4. Study Ancient Human History
Drive east along the South Rim to the Tusayan Ruins and you can teach your kids about the human story connected with the canyon. An excavated village includes the remnants of shelters and meeting houses Ancestral Puebloans used for religious rituals and political meetings.
“These tribes had established dozens of communities in the area, one of which was here,” says Brossman. “You can connect your kids to history by asking them to imagine how those people lived — where did they get their water? How did they dress? What did children their age do for entertainment?
“For the answers, visit the small museum here where the answers are found in exhibits that showcase tools, jewelry, art, and artifacts unearthed at this spot.”
5. Learn About America’s First Restaurant Chain
Long before fast food joints, there was a company that served food fast. In the Historic Village, stop in at the Fred Harvey History Room.
“Not many people today know this,” Brossman begins, “but back in the 1870s the Fred Harvey Company became America’s first restaurant chain. Passengers were heading west aboard trains and Fred Harvey revolutionized food service and hospitality throughout the region by creating a chain of restaurants. This is another place where you can share a lesson just by contrasting the past with the present. Ask your kids to imagine what it was like ordering food in 1878 and what it’s like ordering food in 2018.”

**DATASET EXTRACT**
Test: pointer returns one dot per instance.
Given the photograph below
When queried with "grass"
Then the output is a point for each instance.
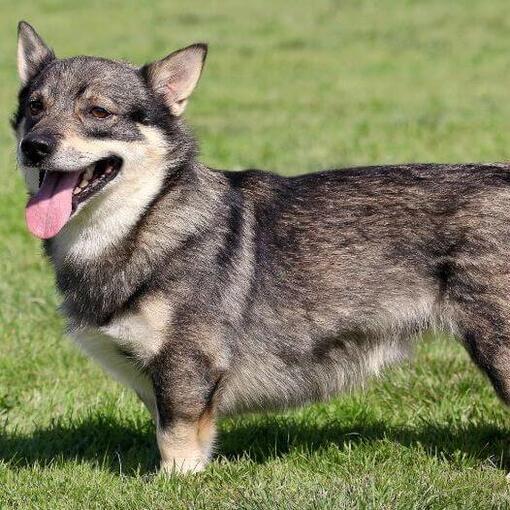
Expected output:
(293, 86)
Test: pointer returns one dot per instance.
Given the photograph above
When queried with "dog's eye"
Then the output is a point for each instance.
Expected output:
(35, 106)
(99, 113)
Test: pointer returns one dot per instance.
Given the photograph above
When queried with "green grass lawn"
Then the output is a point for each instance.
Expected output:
(291, 86)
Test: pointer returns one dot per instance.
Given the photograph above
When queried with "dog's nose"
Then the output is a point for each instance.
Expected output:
(37, 147)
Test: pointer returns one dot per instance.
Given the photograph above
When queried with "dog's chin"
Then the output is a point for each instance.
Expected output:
(93, 178)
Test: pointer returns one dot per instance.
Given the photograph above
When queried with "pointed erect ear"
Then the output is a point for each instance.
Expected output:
(175, 76)
(33, 54)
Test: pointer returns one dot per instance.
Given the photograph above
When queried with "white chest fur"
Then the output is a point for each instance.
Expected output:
(139, 333)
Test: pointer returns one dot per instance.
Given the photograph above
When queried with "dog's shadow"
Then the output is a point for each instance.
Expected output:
(131, 450)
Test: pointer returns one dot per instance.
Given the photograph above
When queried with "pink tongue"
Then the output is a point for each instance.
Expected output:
(49, 210)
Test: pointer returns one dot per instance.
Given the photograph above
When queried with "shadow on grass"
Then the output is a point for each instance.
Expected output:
(104, 442)
(275, 438)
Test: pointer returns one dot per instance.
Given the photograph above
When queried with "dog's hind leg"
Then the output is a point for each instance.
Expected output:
(484, 327)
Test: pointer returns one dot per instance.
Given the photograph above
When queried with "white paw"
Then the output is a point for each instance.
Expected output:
(181, 466)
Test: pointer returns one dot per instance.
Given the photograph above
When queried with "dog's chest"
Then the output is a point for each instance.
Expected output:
(126, 345)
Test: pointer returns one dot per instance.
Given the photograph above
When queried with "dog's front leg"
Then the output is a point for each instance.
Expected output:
(184, 389)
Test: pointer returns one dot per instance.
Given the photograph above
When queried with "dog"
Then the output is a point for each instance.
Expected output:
(212, 292)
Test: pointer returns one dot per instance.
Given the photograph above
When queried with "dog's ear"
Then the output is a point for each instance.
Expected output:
(33, 54)
(175, 76)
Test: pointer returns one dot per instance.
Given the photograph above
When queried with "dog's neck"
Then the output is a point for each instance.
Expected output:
(105, 258)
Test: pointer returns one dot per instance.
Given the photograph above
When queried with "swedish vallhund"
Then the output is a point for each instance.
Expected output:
(212, 292)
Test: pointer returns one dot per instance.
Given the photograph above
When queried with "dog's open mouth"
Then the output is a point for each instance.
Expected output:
(60, 193)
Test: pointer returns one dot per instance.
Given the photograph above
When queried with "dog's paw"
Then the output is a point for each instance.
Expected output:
(183, 466)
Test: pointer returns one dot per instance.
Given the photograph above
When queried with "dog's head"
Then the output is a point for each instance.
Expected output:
(90, 128)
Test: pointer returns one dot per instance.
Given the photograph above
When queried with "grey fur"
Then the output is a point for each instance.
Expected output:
(280, 291)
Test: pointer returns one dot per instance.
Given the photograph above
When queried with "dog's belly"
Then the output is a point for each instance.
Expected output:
(273, 383)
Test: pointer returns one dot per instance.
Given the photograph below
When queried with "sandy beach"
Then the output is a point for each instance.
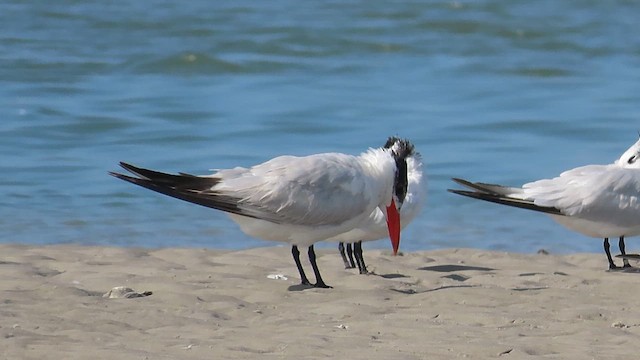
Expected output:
(209, 304)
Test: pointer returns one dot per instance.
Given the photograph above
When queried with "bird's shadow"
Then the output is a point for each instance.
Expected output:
(455, 267)
(392, 276)
(303, 287)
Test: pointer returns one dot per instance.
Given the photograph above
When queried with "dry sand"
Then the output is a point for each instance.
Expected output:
(209, 304)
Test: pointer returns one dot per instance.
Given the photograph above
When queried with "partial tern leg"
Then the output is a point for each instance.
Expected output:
(350, 253)
(296, 257)
(344, 257)
(314, 265)
(608, 252)
(357, 249)
(622, 251)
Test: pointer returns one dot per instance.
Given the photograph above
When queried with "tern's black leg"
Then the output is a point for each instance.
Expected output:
(344, 256)
(314, 265)
(357, 249)
(622, 251)
(606, 250)
(350, 253)
(296, 257)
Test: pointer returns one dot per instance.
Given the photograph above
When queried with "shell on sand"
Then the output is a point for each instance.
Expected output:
(123, 292)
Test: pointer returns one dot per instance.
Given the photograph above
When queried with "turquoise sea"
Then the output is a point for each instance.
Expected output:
(496, 91)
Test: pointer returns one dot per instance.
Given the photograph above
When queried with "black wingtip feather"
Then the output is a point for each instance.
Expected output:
(191, 188)
(523, 204)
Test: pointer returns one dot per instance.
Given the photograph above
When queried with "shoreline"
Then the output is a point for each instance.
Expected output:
(205, 303)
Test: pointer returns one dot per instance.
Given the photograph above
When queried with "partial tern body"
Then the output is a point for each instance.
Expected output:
(375, 227)
(600, 201)
(297, 200)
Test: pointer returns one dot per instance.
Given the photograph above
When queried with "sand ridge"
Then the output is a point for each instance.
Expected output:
(450, 303)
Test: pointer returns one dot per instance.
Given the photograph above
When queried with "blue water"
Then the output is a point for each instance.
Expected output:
(496, 91)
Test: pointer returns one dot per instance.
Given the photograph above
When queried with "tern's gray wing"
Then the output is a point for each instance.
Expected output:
(316, 190)
(501, 195)
(325, 189)
(597, 192)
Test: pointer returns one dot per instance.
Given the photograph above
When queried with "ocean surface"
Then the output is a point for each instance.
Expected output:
(495, 91)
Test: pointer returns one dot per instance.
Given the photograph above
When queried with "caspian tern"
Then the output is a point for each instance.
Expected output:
(375, 227)
(297, 200)
(595, 200)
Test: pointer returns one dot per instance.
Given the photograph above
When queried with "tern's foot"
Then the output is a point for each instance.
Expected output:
(322, 285)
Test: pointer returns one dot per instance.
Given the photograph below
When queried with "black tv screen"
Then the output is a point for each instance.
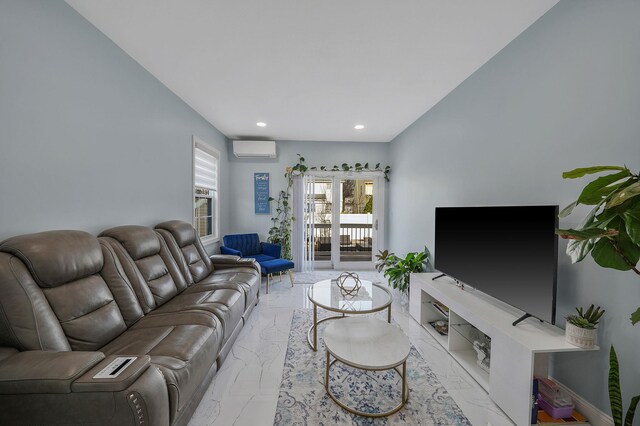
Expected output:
(510, 253)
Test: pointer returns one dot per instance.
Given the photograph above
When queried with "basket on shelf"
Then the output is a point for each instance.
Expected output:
(581, 337)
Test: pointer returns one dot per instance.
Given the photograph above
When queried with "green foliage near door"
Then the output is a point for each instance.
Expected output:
(611, 231)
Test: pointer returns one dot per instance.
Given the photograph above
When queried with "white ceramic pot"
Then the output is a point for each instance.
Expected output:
(581, 337)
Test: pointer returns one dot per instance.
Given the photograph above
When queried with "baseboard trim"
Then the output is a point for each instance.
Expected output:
(591, 412)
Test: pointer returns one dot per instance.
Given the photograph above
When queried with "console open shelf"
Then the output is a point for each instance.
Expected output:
(517, 352)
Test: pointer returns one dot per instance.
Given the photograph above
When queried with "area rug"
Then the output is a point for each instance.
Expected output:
(303, 401)
(327, 274)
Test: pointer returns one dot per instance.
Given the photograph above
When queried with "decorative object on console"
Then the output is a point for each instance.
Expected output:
(483, 351)
(611, 231)
(398, 270)
(555, 401)
(348, 283)
(581, 328)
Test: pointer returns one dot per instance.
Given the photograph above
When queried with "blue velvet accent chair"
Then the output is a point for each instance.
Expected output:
(266, 254)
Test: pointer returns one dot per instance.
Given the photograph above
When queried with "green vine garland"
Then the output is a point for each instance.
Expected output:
(280, 232)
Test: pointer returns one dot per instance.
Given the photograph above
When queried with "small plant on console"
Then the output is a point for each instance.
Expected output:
(398, 270)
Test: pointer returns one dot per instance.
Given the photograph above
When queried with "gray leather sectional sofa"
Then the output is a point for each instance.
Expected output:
(73, 305)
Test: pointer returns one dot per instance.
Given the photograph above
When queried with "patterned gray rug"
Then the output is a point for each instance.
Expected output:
(303, 401)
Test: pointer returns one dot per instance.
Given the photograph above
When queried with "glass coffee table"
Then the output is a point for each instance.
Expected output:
(327, 295)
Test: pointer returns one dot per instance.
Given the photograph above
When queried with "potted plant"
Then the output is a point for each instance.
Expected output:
(615, 395)
(581, 328)
(611, 231)
(397, 270)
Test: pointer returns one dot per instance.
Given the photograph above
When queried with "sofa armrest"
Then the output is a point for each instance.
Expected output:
(233, 252)
(273, 250)
(36, 372)
(39, 387)
(221, 261)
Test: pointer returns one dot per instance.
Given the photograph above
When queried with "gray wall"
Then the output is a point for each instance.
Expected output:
(316, 154)
(564, 94)
(88, 138)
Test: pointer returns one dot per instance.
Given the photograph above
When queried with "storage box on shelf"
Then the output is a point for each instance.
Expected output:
(517, 353)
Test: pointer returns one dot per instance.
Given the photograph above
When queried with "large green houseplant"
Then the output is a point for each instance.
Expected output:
(611, 231)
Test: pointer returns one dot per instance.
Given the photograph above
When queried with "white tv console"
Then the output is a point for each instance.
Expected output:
(517, 352)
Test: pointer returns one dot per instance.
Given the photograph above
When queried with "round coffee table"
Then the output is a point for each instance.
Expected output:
(367, 343)
(327, 295)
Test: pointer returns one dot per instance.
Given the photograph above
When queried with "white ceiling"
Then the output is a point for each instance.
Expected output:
(312, 69)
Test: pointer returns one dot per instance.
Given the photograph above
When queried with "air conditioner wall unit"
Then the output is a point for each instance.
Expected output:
(254, 149)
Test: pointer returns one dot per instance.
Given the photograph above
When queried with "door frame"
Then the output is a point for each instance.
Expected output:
(378, 217)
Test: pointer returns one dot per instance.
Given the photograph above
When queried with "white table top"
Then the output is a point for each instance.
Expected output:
(366, 342)
(370, 297)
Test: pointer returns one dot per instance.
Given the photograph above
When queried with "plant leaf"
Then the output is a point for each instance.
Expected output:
(635, 317)
(624, 195)
(600, 188)
(631, 411)
(576, 173)
(632, 224)
(606, 256)
(615, 396)
(567, 210)
(585, 234)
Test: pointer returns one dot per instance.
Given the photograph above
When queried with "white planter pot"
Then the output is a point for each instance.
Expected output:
(581, 337)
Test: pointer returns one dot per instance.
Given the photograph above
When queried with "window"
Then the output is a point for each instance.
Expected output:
(206, 167)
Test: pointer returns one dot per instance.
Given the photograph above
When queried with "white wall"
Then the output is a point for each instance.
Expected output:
(564, 94)
(88, 138)
(316, 154)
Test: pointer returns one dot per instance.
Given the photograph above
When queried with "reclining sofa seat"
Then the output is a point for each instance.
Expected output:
(65, 304)
(210, 272)
(161, 287)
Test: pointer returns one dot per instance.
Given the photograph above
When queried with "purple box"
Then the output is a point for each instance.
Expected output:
(555, 412)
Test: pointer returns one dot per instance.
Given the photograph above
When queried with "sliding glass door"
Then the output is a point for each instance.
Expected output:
(343, 220)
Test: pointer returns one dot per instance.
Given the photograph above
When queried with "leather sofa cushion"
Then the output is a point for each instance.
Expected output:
(57, 257)
(183, 232)
(245, 278)
(44, 372)
(87, 312)
(183, 352)
(186, 249)
(226, 304)
(138, 241)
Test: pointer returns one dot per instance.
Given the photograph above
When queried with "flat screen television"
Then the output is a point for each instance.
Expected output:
(510, 253)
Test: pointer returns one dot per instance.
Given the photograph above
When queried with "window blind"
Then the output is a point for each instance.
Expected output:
(205, 169)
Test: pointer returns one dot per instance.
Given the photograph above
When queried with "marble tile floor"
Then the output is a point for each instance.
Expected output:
(245, 390)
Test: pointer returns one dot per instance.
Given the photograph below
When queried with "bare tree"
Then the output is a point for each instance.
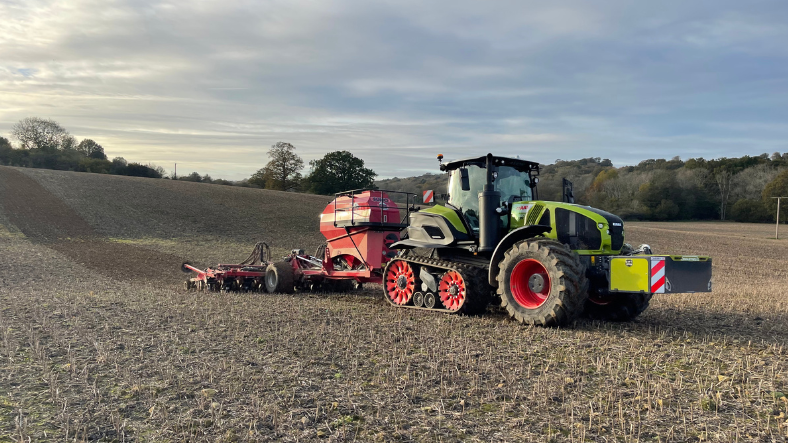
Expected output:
(282, 171)
(724, 180)
(40, 133)
(91, 149)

**WORK ORDER**
Rewrite the section of the canyon history text that begins with the words "4. Study Ancient" and ends after "do for entertainment?", and swap "Ancestral Puebloans" for "ancient Pueblo peoples".

**RESULT FOR THIS TASK**
4. Study Ancient Human History
Drive east along the South Rim to the Tusayan Ruins and you can teach your kids about the human story connected with the canyon. An excavated village includes the remnants of shelters and meeting houses ancient Pueblo peoples used for religious rituals and political meetings.
“These tribes had established dozens of communities in the area, one of which was here,” says Brossman. “You can connect your kids to history by asking them to imagine how those people lived — where did they get their water? How did they dress? What did children their age do for entertainment?